Records for the task section start

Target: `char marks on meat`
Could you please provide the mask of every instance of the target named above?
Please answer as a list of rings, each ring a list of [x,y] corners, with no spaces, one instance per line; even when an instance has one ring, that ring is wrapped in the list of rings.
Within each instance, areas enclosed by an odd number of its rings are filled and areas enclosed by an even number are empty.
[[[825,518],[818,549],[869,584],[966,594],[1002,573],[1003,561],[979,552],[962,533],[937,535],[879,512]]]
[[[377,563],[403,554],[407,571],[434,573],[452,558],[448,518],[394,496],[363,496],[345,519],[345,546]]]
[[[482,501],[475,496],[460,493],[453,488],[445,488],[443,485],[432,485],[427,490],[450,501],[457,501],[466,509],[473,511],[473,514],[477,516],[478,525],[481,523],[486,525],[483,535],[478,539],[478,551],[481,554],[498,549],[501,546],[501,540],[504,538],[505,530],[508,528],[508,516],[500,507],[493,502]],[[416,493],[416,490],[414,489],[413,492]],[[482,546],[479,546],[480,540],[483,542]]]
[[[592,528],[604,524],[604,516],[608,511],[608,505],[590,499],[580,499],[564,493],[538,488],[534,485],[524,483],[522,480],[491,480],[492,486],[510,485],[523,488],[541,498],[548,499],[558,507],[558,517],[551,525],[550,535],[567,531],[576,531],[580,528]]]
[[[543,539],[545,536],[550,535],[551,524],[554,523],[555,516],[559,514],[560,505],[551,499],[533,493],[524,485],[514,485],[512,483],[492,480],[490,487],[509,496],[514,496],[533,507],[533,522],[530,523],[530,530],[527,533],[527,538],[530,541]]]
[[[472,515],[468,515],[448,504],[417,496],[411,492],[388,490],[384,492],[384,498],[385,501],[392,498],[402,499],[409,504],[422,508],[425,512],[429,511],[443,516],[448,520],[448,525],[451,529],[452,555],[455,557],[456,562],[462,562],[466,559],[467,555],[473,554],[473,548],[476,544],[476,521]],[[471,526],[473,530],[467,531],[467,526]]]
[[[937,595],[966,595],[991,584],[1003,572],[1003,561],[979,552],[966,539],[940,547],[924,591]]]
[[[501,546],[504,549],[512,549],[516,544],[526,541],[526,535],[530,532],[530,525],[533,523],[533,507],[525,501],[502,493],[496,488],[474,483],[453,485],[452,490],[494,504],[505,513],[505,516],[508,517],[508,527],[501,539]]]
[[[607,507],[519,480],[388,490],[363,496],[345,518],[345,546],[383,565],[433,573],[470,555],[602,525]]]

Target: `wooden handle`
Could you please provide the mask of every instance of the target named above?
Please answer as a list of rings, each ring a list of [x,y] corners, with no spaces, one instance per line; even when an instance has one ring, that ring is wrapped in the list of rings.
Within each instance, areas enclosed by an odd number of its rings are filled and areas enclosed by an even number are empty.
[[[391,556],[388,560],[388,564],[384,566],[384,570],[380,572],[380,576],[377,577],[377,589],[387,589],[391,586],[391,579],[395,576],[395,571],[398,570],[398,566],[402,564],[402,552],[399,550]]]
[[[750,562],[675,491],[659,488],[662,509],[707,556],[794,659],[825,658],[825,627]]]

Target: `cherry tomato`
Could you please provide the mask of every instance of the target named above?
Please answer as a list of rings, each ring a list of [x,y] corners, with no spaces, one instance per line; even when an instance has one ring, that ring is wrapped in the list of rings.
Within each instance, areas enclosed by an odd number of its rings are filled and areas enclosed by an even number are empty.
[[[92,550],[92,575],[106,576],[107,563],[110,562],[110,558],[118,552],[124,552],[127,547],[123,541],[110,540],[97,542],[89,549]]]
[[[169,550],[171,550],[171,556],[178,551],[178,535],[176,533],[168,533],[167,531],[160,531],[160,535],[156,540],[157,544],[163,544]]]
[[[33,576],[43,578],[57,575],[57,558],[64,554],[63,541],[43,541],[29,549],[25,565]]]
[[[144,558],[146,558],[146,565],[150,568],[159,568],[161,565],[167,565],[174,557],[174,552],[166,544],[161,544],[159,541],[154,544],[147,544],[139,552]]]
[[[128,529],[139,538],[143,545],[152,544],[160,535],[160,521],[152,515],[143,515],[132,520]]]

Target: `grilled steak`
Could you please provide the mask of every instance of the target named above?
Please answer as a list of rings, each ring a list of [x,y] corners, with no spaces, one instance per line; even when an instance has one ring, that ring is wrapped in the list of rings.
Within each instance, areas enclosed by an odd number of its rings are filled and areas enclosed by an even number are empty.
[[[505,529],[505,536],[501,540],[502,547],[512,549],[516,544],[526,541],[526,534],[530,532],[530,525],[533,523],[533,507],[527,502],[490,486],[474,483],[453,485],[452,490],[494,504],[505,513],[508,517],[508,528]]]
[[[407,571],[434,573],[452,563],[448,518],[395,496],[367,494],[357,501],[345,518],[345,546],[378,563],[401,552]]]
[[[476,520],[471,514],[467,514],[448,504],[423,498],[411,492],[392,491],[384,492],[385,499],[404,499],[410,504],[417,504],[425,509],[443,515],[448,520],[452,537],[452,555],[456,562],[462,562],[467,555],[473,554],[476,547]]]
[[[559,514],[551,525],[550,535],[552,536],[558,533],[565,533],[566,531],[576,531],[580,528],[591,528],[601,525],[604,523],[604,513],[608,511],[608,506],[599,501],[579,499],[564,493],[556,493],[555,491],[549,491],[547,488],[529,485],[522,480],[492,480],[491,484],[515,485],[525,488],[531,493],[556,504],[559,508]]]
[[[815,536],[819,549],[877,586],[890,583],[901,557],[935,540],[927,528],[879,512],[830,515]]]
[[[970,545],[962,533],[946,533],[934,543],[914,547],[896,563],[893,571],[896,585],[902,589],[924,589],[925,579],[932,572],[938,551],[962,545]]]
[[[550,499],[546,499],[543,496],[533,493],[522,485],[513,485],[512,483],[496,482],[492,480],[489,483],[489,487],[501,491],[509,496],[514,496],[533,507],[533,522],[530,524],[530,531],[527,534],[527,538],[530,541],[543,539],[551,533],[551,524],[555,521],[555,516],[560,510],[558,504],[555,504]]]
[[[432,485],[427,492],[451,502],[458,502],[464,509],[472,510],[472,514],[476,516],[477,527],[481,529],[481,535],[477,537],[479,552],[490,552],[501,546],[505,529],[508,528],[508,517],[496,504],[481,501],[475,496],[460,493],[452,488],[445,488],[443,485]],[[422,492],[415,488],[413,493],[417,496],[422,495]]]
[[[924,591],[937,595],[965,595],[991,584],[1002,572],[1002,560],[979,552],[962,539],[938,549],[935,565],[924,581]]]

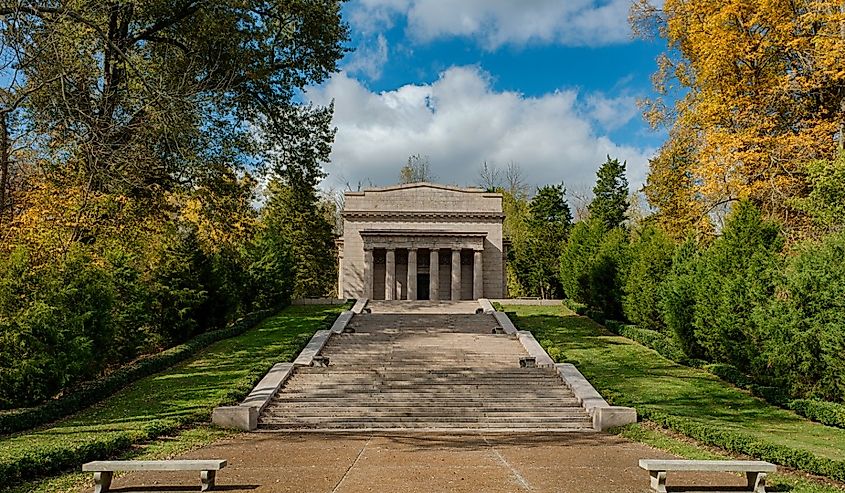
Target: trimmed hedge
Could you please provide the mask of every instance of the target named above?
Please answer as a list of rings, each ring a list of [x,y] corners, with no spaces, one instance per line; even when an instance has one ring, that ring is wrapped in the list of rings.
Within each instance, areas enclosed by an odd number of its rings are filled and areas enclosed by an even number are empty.
[[[584,303],[578,303],[575,300],[567,298],[563,300],[563,304],[578,315],[587,314],[587,305],[585,305]]]
[[[96,404],[136,380],[186,360],[212,343],[243,334],[272,312],[260,310],[249,313],[222,329],[200,334],[160,353],[143,356],[99,380],[85,382],[73,392],[39,406],[0,412],[0,435],[29,430]]]
[[[845,461],[820,457],[807,450],[762,442],[744,433],[715,428],[645,407],[638,408],[637,412],[643,419],[653,421],[663,428],[684,434],[706,445],[800,469],[811,474],[827,476],[837,481],[845,481]]]
[[[304,338],[301,342],[302,347],[304,347],[308,338]],[[233,385],[218,405],[230,405],[242,400],[265,373],[267,373],[266,365],[251,367],[248,375]],[[8,487],[26,479],[76,469],[80,464],[92,460],[114,457],[136,443],[169,435],[180,428],[207,419],[207,411],[197,411],[176,418],[154,418],[139,430],[127,430],[119,434],[103,435],[93,441],[76,445],[63,444],[60,447],[42,447],[13,461],[0,460],[0,487]]]
[[[625,324],[616,320],[605,321],[605,327],[614,334],[627,337],[643,346],[657,351],[664,358],[677,363],[685,363],[687,360],[684,350],[671,337],[656,330],[641,329],[636,325]]]
[[[789,409],[823,425],[845,428],[845,406],[842,404],[812,399],[795,399],[789,402]]]
[[[712,373],[717,377],[721,378],[722,380],[736,385],[741,389],[747,389],[751,385],[751,379],[748,378],[744,373],[739,371],[737,367],[733,365],[727,365],[724,363],[712,363],[708,365],[704,365],[701,367],[703,370],[707,371],[708,373]]]

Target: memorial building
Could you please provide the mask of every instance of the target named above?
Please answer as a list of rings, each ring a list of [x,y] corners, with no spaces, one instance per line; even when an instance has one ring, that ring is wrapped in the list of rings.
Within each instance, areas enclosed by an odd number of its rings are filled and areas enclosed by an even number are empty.
[[[346,192],[338,296],[505,298],[502,195],[412,183]]]

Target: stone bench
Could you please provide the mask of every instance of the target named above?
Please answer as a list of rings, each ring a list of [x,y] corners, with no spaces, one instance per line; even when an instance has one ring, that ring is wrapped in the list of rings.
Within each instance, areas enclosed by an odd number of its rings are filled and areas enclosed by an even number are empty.
[[[201,491],[214,488],[217,471],[226,461],[212,460],[104,460],[82,465],[83,472],[94,473],[94,493],[105,493],[111,486],[115,471],[199,471]]]
[[[651,489],[666,492],[666,473],[669,471],[744,472],[748,490],[766,493],[766,474],[775,472],[774,464],[755,460],[664,460],[640,459],[640,468],[651,475]]]

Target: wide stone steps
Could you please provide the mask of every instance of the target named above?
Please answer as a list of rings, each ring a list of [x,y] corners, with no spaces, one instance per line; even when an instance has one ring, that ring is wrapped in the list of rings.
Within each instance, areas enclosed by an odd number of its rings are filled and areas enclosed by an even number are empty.
[[[492,315],[362,314],[333,335],[327,367],[300,367],[259,416],[263,430],[590,430],[551,368],[520,368]]]

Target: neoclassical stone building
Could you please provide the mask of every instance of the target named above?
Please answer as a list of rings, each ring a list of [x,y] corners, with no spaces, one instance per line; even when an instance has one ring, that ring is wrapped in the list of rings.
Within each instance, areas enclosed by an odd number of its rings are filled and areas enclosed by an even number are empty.
[[[502,195],[413,183],[347,192],[338,296],[504,298]]]

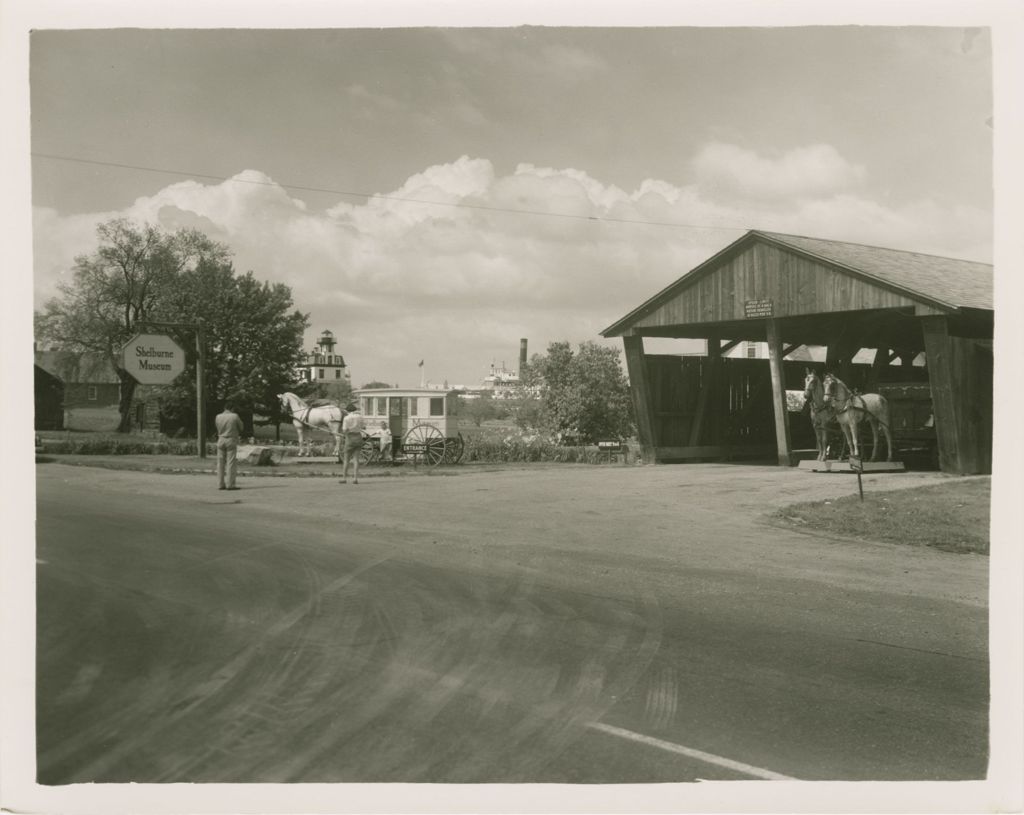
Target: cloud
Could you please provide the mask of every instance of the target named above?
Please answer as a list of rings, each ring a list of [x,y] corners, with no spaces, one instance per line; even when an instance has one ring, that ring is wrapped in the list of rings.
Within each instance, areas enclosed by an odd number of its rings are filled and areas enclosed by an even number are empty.
[[[890,207],[858,191],[864,171],[830,147],[768,160],[711,145],[694,161],[692,185],[648,179],[634,190],[572,168],[524,163],[502,175],[462,156],[326,211],[256,170],[173,184],[118,213],[40,208],[37,306],[95,248],[98,223],[196,227],[230,246],[240,271],[288,284],[311,314],[307,342],[333,330],[358,383],[418,382],[426,358],[436,381],[473,384],[492,361],[514,363],[520,337],[532,351],[597,339],[749,228],[978,260],[991,251],[989,213],[928,200]],[[746,187],[724,183],[739,185],[751,167]],[[723,183],[709,190],[712,178]]]
[[[541,51],[545,76],[558,76],[567,81],[593,79],[608,70],[607,63],[582,48],[556,44]]]
[[[701,193],[714,199],[785,201],[815,198],[856,188],[863,167],[828,144],[795,147],[766,158],[734,144],[713,142],[692,162]]]

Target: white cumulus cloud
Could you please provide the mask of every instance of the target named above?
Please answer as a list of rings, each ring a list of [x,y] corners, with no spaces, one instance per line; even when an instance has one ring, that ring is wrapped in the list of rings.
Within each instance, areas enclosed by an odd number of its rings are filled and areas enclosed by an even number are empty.
[[[692,185],[647,179],[623,190],[578,169],[524,163],[500,175],[463,156],[324,211],[248,170],[172,184],[123,212],[37,209],[37,306],[75,255],[95,249],[98,223],[196,227],[227,244],[240,271],[289,285],[311,314],[308,342],[333,330],[357,384],[414,384],[421,358],[434,381],[473,384],[491,361],[514,363],[520,337],[531,351],[597,339],[748,228],[988,259],[988,213],[889,207],[858,193],[864,171],[832,148],[772,161],[713,145],[694,162]],[[749,181],[751,168],[756,179],[730,192],[725,182]],[[711,190],[710,179],[720,182]]]
[[[713,142],[693,159],[702,194],[716,199],[787,200],[813,198],[856,188],[863,167],[828,144],[812,144],[774,157],[734,144]]]

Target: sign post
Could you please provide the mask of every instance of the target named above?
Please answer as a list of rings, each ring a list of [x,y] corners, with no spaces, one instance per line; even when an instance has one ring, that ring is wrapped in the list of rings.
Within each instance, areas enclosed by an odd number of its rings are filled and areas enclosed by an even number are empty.
[[[857,473],[857,492],[860,493],[860,500],[864,500],[864,485],[861,483],[860,476],[864,472],[864,463],[859,456],[850,455],[850,469]]]
[[[196,445],[199,458],[206,458],[206,326],[148,320],[138,325],[196,332]],[[136,334],[121,348],[121,357],[124,369],[142,385],[169,385],[185,370],[184,349],[166,334]]]
[[[206,326],[196,324],[196,441],[206,458]]]

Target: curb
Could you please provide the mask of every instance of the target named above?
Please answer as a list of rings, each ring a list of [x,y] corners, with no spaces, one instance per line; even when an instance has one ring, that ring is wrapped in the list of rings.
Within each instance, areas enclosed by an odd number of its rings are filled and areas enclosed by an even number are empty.
[[[95,467],[102,470],[123,470],[127,472],[142,472],[142,473],[164,473],[167,475],[204,475],[204,476],[215,476],[217,474],[216,465],[203,467],[174,467],[166,464],[146,464],[139,461],[117,461],[114,459],[93,459],[88,460],[85,457],[72,457],[60,458],[53,455],[36,455],[36,464],[63,464],[68,467]],[[409,469],[405,472],[399,472],[401,468],[394,468],[384,472],[367,472],[364,469],[360,469],[359,478],[410,478],[410,477],[438,477],[438,476],[455,476],[459,473],[447,470],[438,472],[436,469],[427,469],[421,467],[413,470]],[[341,468],[337,470],[321,470],[321,469],[303,469],[301,471],[282,472],[279,466],[277,467],[239,467],[238,468],[239,478],[340,478]]]

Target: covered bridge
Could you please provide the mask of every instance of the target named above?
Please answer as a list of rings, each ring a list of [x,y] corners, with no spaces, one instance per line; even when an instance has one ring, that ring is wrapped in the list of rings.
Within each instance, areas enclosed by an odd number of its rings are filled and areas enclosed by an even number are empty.
[[[647,461],[792,464],[813,434],[786,391],[803,389],[810,366],[895,407],[916,394],[912,410],[894,410],[897,447],[930,435],[944,472],[983,473],[993,315],[988,264],[752,230],[601,333],[622,337]],[[645,337],[703,339],[706,350],[647,354]],[[767,343],[768,359],[729,358],[744,341]],[[805,346],[824,359],[787,359]]]

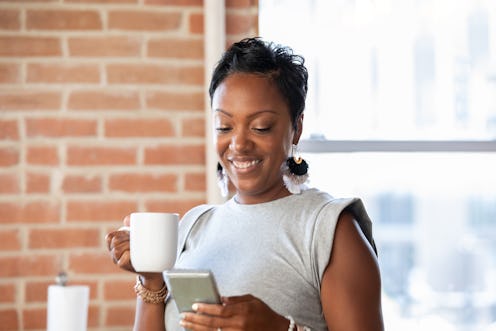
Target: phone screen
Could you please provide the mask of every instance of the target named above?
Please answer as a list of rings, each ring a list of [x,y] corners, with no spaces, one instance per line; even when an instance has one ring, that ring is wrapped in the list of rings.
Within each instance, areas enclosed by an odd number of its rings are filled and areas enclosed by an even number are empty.
[[[180,313],[193,311],[191,306],[195,302],[221,303],[209,270],[173,269],[164,272],[164,278]]]

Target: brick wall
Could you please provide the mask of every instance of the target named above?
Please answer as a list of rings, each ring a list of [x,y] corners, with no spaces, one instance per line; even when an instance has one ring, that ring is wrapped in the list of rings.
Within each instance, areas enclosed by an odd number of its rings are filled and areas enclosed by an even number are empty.
[[[227,0],[231,43],[257,1]],[[0,0],[0,331],[44,330],[61,270],[89,330],[130,330],[105,234],[205,196],[201,0]]]

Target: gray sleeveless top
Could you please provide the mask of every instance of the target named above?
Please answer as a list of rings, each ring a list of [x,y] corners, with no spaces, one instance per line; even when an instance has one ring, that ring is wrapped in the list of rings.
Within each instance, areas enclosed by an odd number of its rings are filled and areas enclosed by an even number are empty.
[[[280,315],[327,330],[320,284],[329,263],[339,214],[351,210],[374,247],[372,224],[360,199],[335,199],[316,189],[282,199],[198,206],[179,225],[176,268],[210,269],[222,296],[252,294]],[[375,247],[374,247],[375,249]],[[173,298],[167,331],[183,330]]]

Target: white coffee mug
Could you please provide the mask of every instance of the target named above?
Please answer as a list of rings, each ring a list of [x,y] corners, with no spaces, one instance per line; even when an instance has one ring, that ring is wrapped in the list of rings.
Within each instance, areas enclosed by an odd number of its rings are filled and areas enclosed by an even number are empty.
[[[132,213],[131,263],[138,272],[162,272],[176,263],[179,215]]]

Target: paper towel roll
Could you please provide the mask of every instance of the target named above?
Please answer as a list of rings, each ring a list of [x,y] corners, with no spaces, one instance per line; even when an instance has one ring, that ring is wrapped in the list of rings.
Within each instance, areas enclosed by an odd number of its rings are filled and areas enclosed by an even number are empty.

Records for the task section end

● **Exercise aim**:
Filter the listing above for the string "stone" and copy every matching line.

● **Answer box**:
Target: stone bench
Target: wide stone steps
Target: neoclassical stone building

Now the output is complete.